## [GIVEN EXERCISE]
Pull out every line of the listing below that contains the word "tree".

## [RECORDS]
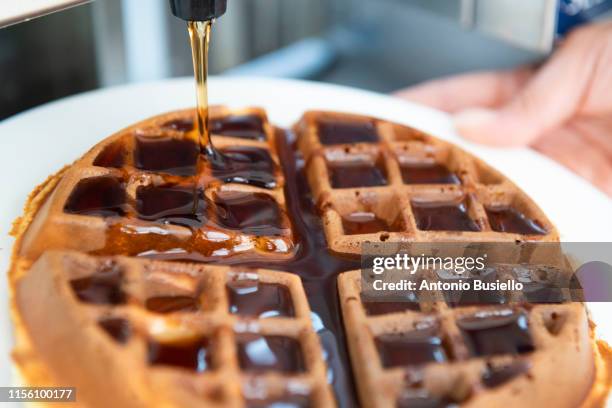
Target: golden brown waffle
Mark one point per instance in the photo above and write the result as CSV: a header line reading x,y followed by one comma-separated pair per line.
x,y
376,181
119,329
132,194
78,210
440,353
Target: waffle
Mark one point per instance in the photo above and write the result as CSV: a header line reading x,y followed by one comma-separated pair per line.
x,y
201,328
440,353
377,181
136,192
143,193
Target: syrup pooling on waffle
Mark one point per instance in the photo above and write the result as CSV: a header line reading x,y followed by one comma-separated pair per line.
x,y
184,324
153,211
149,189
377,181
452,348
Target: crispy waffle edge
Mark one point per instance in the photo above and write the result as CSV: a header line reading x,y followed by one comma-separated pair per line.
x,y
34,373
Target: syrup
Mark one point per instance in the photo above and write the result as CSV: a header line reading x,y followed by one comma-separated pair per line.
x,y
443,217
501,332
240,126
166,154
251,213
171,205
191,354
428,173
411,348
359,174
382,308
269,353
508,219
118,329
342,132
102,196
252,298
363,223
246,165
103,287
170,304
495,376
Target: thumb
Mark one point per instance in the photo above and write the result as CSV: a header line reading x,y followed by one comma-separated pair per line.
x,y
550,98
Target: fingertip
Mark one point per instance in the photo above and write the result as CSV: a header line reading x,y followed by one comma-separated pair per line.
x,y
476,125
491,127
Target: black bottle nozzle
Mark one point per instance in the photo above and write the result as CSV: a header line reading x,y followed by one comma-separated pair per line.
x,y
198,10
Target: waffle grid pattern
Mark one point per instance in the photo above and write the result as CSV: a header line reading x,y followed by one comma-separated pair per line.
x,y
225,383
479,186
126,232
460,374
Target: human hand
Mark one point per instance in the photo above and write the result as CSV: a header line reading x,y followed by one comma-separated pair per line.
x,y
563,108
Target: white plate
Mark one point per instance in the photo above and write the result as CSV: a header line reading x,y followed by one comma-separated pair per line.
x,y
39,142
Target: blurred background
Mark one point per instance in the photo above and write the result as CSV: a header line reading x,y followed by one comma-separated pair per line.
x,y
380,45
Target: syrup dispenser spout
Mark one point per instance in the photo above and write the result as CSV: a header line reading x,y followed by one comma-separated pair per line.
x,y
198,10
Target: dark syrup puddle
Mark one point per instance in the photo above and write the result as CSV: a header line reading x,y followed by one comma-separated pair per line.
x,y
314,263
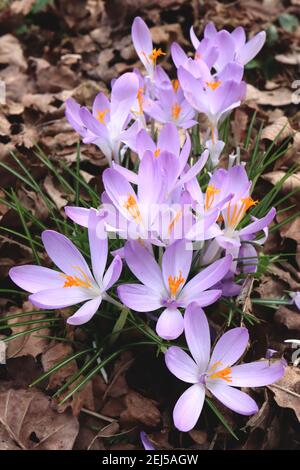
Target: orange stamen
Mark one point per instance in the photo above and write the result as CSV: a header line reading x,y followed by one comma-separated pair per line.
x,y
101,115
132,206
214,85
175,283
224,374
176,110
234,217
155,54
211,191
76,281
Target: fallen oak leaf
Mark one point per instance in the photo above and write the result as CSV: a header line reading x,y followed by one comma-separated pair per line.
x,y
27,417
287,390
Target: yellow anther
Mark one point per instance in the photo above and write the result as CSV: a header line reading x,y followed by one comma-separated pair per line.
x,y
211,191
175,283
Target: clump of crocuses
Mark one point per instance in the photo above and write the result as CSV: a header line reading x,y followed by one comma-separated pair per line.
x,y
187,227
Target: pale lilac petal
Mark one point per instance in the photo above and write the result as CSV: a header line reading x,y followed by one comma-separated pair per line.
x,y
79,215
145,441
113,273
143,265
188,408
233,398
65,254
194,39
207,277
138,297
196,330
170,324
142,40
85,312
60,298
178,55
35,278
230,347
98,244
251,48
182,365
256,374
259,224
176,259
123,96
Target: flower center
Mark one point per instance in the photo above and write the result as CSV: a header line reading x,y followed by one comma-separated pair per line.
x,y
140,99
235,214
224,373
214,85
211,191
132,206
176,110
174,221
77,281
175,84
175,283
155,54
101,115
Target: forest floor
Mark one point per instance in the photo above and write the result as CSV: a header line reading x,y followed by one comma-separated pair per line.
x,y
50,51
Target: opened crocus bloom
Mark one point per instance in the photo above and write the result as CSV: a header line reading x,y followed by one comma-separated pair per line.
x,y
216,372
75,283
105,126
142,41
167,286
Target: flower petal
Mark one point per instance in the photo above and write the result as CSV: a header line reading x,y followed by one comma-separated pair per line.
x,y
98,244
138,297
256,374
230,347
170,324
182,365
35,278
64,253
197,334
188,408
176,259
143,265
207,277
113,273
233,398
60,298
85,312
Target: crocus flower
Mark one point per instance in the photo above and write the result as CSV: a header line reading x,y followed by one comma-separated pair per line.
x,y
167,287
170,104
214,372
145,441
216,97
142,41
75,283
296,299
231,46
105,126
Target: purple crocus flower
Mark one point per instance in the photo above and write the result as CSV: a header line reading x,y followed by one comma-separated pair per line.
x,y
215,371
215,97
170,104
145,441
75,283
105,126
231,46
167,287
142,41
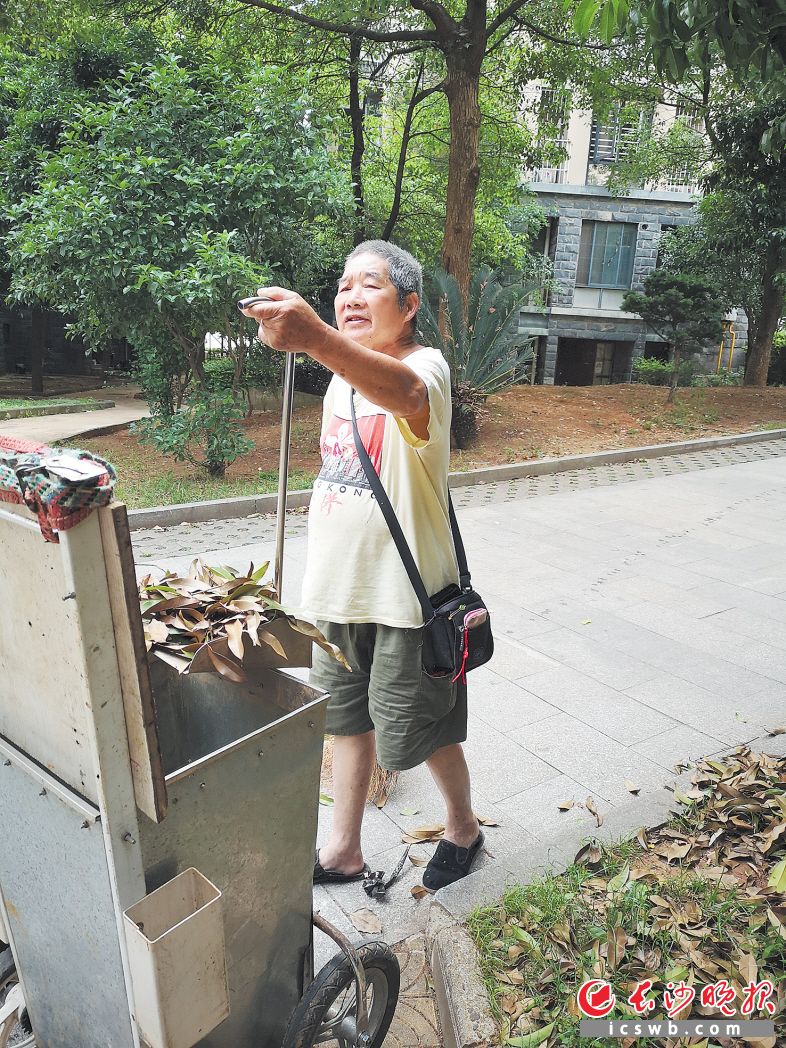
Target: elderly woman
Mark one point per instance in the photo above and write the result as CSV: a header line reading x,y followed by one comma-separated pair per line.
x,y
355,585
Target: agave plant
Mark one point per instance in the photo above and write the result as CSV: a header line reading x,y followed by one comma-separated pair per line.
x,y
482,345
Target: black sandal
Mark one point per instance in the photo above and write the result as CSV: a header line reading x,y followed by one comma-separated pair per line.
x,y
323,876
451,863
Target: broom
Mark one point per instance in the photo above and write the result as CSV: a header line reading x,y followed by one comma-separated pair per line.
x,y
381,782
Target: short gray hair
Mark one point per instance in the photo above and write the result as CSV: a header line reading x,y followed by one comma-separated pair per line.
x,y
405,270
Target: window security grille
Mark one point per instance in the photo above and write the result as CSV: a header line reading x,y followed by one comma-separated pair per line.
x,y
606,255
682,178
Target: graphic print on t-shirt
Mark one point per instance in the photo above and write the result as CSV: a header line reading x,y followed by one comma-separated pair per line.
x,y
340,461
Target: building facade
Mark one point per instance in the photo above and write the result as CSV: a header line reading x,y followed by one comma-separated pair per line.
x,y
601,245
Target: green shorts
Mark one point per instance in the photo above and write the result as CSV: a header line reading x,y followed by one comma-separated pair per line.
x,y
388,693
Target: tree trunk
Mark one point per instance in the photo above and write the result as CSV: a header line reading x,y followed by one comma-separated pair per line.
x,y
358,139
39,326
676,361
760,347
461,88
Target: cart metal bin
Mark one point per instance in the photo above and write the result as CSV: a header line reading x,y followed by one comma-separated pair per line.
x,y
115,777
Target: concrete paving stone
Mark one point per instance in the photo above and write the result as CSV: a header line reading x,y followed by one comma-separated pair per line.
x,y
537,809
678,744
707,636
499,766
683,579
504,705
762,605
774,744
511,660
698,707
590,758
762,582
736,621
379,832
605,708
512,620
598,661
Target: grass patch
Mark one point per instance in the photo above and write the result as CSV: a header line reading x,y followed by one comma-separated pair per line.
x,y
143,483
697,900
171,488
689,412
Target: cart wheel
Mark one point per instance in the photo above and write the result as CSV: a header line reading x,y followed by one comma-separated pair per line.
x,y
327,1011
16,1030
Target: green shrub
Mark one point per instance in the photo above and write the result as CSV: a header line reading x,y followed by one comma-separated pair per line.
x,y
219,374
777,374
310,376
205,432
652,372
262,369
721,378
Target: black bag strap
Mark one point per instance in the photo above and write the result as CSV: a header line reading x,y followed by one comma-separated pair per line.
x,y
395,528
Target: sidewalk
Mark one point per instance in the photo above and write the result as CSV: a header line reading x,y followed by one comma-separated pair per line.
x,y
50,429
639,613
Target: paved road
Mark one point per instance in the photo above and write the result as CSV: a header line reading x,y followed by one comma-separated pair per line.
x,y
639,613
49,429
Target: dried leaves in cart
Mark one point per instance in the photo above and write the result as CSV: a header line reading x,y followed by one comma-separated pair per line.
--
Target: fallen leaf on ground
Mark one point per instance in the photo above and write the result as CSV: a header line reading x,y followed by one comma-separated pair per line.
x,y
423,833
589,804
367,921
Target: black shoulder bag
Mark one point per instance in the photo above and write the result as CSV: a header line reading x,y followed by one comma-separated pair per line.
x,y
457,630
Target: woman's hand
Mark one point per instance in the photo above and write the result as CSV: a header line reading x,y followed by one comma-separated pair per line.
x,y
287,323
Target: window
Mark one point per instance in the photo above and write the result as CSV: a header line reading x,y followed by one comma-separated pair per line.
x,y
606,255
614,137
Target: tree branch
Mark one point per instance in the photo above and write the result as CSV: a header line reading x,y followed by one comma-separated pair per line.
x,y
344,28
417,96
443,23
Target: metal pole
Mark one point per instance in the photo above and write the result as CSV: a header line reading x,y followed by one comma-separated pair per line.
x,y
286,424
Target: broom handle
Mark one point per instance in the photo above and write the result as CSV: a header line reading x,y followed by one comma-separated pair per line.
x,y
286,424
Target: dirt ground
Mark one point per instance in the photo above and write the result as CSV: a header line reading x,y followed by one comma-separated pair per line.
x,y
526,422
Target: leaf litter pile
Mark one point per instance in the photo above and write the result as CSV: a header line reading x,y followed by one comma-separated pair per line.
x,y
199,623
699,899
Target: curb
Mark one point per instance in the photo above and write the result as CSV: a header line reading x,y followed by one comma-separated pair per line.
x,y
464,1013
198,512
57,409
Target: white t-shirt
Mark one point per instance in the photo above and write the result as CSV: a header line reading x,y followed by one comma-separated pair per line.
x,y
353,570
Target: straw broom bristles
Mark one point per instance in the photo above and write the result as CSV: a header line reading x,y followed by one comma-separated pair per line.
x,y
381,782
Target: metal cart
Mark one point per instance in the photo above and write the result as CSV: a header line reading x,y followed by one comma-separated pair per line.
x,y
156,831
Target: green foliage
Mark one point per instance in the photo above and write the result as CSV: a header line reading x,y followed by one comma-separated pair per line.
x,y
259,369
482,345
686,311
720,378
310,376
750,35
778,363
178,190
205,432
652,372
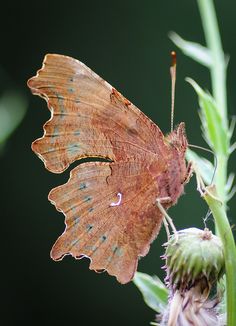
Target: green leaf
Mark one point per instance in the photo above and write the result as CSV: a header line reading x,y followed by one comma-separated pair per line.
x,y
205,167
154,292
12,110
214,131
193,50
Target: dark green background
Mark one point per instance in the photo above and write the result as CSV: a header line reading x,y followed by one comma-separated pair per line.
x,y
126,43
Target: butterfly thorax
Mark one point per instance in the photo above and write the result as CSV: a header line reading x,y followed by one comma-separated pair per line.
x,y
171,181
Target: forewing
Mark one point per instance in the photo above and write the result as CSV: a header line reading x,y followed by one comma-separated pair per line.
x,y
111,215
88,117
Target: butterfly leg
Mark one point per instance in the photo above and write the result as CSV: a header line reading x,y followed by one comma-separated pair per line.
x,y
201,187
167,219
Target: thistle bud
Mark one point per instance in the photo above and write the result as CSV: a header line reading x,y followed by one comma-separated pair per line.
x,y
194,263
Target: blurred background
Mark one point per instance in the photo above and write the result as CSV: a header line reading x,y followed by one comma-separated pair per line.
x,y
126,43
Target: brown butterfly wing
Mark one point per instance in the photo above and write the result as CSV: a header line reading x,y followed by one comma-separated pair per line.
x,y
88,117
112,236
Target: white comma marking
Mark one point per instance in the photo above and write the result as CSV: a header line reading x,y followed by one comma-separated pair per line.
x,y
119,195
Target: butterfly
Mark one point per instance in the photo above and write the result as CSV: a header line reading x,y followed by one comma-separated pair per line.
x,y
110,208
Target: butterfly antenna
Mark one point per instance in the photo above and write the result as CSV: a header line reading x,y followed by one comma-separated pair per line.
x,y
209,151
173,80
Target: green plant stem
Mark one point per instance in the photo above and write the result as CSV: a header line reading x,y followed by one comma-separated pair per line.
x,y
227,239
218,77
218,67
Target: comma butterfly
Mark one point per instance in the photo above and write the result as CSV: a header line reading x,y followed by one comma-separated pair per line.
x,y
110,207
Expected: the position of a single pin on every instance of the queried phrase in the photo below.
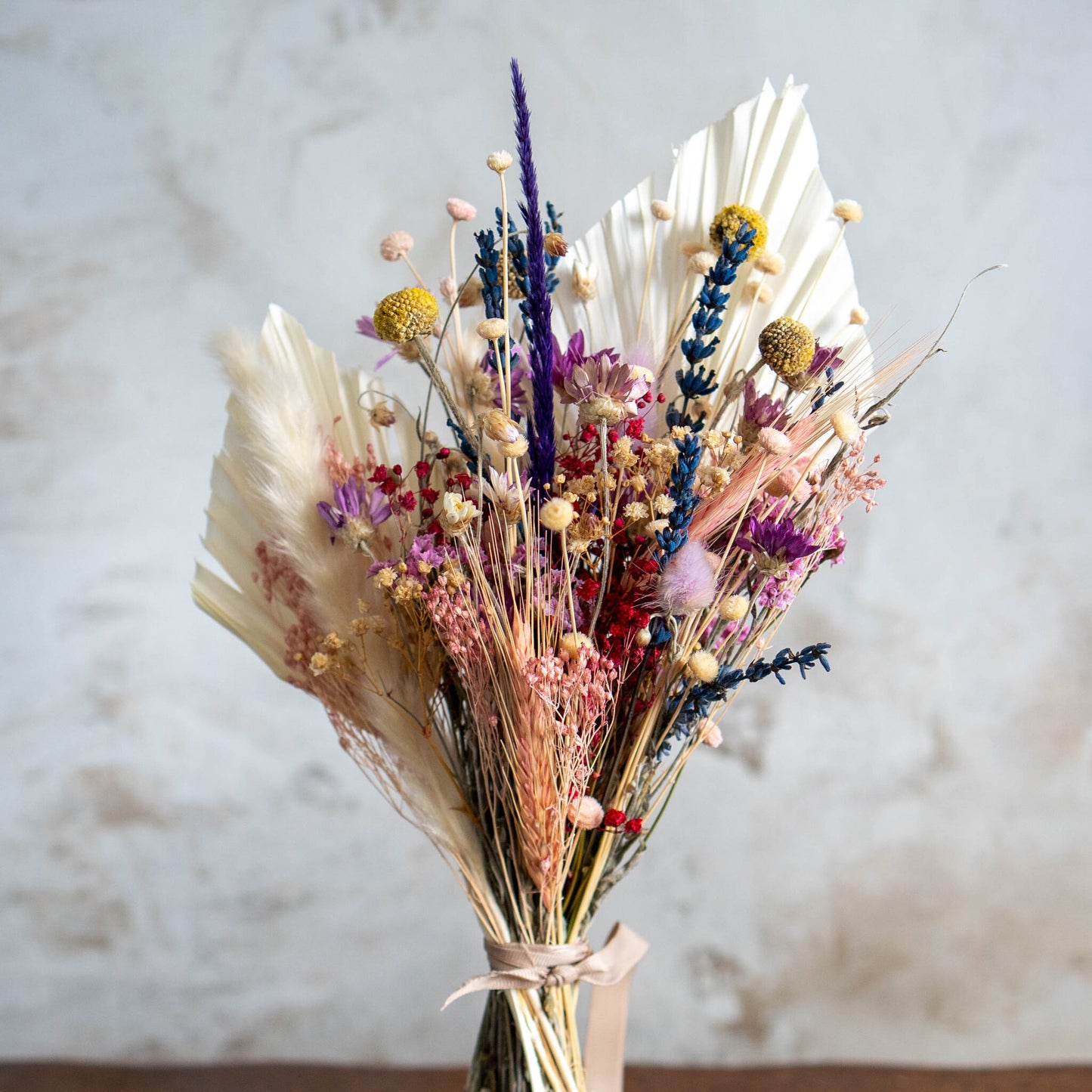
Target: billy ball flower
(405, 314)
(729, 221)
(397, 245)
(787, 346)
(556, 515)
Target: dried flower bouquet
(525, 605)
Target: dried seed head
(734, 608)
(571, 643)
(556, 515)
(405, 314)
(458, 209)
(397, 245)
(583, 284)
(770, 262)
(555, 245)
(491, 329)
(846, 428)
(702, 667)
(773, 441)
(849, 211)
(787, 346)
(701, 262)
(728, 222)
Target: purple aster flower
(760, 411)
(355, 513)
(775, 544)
---
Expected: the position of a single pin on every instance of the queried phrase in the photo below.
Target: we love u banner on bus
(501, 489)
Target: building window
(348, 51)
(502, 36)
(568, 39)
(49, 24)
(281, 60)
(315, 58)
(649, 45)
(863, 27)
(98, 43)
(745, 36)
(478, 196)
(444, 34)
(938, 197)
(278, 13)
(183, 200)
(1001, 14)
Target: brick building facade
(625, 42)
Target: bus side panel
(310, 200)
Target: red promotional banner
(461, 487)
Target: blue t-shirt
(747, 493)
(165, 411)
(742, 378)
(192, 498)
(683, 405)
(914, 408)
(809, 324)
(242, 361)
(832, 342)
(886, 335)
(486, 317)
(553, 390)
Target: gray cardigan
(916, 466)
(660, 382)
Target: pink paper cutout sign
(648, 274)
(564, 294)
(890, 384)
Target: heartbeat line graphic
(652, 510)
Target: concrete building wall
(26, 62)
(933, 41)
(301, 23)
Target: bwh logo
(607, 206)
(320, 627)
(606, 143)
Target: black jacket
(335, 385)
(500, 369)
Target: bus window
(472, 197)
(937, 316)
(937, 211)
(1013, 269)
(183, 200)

## [CORRECT RESULT]
Target: tree trunk
Target: tree branch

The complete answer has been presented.